== GIVEN REQUEST ==
Count the lines in the rows below that contain the string "jacket", matching case exactly. Reply with the number alone.

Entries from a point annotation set
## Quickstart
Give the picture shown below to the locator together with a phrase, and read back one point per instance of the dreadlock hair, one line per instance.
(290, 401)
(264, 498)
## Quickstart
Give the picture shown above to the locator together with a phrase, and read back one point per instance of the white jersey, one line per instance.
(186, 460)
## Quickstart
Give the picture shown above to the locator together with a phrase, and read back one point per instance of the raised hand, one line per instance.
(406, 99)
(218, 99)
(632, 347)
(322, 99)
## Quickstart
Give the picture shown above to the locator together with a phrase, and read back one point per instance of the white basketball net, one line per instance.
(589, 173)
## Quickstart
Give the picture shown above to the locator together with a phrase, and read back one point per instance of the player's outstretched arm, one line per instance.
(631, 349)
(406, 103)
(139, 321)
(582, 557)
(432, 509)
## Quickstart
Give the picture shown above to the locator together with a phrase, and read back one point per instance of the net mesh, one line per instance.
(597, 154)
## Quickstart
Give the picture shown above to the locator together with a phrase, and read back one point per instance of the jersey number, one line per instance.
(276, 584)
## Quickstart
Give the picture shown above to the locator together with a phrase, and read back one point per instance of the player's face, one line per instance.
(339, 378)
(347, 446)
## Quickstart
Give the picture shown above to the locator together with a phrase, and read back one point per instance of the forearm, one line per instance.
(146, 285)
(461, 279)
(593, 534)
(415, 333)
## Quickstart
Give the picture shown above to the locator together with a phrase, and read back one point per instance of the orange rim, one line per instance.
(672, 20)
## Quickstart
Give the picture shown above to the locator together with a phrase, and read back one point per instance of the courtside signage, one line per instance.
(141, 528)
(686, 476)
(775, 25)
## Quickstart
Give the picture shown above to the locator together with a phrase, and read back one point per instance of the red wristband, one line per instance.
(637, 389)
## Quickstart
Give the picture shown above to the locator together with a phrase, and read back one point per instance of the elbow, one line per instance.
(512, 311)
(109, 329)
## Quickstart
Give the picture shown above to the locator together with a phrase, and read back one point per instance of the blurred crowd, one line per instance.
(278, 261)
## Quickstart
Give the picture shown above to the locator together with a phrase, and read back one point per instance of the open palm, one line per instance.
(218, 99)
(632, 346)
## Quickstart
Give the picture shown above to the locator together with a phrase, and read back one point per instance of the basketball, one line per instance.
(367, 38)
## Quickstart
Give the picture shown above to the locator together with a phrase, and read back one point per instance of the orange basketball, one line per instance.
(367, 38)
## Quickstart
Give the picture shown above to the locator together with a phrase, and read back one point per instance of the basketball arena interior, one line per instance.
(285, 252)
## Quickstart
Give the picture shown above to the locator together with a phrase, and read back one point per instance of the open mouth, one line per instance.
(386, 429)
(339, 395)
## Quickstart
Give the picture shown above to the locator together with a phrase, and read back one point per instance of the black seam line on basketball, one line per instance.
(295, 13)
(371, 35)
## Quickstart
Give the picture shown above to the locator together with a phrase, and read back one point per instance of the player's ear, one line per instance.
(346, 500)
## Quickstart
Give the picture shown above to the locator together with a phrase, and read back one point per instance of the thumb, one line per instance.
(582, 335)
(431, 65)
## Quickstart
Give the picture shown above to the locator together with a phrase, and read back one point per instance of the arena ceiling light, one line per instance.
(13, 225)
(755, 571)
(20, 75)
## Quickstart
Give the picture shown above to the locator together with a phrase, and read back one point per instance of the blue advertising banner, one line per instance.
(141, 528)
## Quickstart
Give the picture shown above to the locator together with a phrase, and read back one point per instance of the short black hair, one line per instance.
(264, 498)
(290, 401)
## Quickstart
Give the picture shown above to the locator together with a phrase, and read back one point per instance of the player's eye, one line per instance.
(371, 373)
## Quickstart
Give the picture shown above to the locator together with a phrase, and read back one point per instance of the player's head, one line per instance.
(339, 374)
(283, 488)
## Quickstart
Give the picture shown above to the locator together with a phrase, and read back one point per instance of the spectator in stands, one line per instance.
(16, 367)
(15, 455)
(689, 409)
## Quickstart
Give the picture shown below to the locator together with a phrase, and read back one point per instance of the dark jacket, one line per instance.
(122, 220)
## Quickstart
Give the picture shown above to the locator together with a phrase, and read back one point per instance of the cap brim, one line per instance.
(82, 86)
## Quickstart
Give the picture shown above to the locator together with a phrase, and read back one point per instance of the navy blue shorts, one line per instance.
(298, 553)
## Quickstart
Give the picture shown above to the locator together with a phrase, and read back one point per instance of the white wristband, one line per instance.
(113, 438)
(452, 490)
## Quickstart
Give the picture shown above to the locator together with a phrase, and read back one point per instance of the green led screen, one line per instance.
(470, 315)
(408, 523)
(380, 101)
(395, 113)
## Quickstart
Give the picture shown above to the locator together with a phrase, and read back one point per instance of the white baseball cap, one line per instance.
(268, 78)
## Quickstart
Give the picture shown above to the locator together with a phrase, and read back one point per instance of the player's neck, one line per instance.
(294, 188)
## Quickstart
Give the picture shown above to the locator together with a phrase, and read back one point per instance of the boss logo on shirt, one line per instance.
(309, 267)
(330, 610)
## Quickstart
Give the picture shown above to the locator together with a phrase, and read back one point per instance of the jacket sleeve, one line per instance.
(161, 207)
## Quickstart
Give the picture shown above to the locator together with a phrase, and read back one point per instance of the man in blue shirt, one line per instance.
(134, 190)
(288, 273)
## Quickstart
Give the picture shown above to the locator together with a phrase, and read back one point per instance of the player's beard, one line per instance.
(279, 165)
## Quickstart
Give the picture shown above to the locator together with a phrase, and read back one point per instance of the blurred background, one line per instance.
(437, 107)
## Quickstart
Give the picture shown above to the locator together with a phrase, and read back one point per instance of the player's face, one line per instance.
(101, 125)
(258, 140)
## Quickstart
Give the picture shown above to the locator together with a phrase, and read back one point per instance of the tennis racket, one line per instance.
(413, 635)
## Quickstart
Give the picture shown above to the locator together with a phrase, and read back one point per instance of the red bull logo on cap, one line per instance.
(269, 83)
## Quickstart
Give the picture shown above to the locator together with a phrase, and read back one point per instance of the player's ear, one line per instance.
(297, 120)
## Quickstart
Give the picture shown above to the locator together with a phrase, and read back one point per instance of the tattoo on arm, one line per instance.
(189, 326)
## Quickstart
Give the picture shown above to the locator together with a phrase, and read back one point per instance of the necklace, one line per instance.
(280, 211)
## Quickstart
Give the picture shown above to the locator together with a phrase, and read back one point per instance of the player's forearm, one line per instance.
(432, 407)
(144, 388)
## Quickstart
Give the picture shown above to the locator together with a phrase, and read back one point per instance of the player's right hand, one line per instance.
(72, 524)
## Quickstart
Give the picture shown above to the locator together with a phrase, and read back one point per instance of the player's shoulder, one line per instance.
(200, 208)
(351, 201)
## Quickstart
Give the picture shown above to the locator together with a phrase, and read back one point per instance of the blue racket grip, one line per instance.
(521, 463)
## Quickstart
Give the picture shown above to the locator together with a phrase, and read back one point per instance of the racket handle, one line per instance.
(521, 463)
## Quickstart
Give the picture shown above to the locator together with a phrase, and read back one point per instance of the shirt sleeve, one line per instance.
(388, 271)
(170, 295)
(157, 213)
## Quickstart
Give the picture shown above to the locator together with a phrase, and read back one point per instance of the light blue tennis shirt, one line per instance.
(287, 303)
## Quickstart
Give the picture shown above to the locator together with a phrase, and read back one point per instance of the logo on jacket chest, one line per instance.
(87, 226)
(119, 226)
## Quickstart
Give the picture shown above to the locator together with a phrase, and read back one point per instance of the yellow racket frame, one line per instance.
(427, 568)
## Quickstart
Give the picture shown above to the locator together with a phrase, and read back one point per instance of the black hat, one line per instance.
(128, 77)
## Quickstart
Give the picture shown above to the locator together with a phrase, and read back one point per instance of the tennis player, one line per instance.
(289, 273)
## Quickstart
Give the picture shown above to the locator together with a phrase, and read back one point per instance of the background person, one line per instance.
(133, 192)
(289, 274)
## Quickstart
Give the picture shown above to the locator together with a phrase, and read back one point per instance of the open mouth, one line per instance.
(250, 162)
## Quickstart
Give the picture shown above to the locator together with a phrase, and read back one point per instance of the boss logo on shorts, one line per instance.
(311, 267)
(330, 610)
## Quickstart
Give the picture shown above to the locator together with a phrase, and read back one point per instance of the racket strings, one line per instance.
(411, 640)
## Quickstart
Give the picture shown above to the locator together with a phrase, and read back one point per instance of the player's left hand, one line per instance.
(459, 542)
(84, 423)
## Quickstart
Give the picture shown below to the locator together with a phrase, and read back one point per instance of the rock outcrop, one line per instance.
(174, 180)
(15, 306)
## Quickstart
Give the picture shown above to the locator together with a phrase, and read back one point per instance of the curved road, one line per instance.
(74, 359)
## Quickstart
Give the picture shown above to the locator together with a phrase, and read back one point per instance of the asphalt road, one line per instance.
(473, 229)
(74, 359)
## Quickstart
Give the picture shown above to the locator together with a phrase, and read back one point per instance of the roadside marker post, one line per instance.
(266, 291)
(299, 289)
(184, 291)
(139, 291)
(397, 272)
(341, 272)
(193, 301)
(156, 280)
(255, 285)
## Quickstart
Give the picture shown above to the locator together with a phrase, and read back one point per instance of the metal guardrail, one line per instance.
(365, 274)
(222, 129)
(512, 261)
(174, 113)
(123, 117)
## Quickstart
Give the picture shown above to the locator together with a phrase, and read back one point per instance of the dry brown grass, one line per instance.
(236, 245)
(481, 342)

== FULL ANSWER ==
3